> _Prompt_
Show all lines from the data that include the word "wheel".

> _Stored items from a collection_
*** Block opens ***
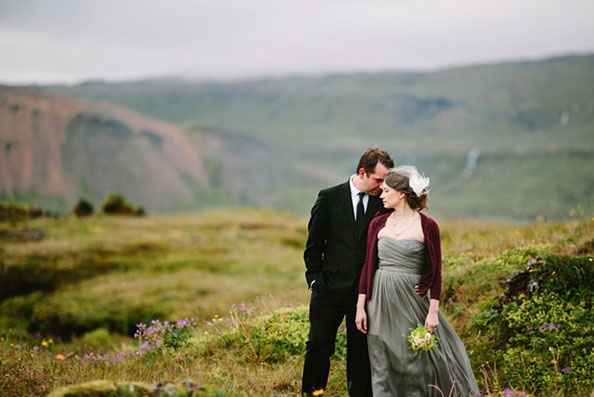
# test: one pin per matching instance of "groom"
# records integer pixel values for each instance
(334, 254)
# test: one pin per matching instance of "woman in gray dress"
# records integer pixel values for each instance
(399, 290)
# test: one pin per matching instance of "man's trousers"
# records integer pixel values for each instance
(327, 308)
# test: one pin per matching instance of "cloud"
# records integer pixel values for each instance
(73, 39)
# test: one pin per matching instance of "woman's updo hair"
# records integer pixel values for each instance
(400, 182)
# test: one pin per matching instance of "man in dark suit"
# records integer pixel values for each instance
(334, 254)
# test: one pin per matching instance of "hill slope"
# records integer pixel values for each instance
(513, 140)
(57, 148)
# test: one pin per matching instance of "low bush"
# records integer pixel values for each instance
(116, 204)
(542, 327)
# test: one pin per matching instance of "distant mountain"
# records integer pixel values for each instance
(55, 149)
(547, 104)
(513, 140)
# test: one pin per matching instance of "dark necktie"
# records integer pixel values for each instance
(360, 209)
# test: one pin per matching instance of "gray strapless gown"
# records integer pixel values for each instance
(393, 311)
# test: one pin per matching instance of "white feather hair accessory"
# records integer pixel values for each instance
(418, 182)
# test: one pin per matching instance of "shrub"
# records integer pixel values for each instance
(83, 208)
(116, 204)
(542, 327)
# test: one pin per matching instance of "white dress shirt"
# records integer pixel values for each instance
(355, 197)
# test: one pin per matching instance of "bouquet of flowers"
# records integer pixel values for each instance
(420, 339)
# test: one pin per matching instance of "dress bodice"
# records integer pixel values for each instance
(404, 255)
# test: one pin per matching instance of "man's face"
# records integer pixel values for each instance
(372, 182)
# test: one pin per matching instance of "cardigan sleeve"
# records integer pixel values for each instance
(431, 279)
(368, 270)
(436, 263)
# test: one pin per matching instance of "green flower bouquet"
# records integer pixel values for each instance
(420, 339)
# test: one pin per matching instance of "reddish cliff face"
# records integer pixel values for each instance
(62, 147)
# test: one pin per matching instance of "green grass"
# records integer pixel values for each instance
(108, 273)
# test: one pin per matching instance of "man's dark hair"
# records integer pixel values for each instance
(370, 158)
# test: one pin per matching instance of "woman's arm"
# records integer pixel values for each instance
(432, 320)
(361, 316)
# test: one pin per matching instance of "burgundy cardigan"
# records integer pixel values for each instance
(431, 278)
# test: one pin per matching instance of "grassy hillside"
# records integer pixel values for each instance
(72, 300)
(508, 140)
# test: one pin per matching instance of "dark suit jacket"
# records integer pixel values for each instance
(335, 247)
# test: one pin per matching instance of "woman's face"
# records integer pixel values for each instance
(390, 197)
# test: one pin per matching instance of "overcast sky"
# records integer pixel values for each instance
(72, 40)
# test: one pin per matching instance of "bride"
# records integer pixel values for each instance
(399, 289)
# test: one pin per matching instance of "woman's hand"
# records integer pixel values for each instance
(361, 319)
(431, 322)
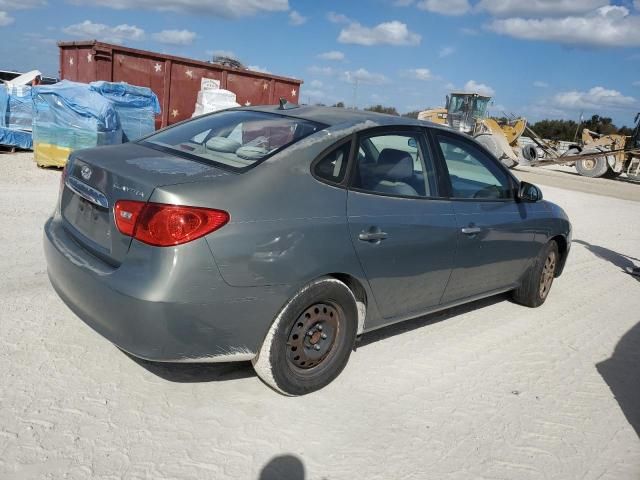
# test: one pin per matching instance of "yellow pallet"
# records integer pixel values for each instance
(48, 155)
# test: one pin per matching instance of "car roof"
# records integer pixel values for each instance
(333, 116)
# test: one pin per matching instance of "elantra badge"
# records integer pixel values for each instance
(86, 172)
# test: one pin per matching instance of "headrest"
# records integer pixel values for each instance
(394, 164)
(222, 144)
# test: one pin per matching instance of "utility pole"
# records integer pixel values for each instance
(355, 93)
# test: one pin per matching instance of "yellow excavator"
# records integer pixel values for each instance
(467, 112)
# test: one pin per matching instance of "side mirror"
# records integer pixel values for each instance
(528, 192)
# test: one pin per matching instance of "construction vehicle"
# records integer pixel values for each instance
(467, 113)
(596, 156)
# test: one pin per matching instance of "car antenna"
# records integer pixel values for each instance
(286, 105)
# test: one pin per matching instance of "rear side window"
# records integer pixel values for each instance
(473, 174)
(237, 139)
(333, 166)
(394, 164)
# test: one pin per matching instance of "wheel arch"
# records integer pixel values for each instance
(359, 292)
(563, 250)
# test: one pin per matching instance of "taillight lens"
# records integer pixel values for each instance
(164, 225)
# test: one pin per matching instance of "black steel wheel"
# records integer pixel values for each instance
(537, 281)
(311, 340)
(313, 336)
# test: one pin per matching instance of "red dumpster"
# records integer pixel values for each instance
(175, 80)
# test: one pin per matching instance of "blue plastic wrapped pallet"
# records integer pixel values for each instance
(19, 113)
(136, 107)
(69, 116)
(11, 133)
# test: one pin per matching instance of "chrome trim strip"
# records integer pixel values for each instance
(85, 191)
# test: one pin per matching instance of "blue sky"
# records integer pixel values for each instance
(538, 58)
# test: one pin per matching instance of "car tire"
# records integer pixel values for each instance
(611, 173)
(592, 167)
(311, 339)
(537, 281)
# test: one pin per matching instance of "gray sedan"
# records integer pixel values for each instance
(280, 234)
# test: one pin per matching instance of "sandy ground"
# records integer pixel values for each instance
(487, 391)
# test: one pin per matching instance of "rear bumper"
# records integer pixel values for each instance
(166, 304)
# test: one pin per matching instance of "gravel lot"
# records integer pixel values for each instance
(489, 390)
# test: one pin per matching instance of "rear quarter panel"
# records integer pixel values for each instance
(286, 227)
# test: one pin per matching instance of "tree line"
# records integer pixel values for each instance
(567, 130)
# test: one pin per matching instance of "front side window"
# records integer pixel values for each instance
(236, 139)
(473, 174)
(394, 164)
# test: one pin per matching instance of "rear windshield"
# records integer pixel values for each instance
(236, 139)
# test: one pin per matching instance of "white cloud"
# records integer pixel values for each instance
*** Block closes ***
> _Answer to the problem_
# test: one pin per matching instance of "wheel arch"
# test: one pin per matching instance of "black steel wheel"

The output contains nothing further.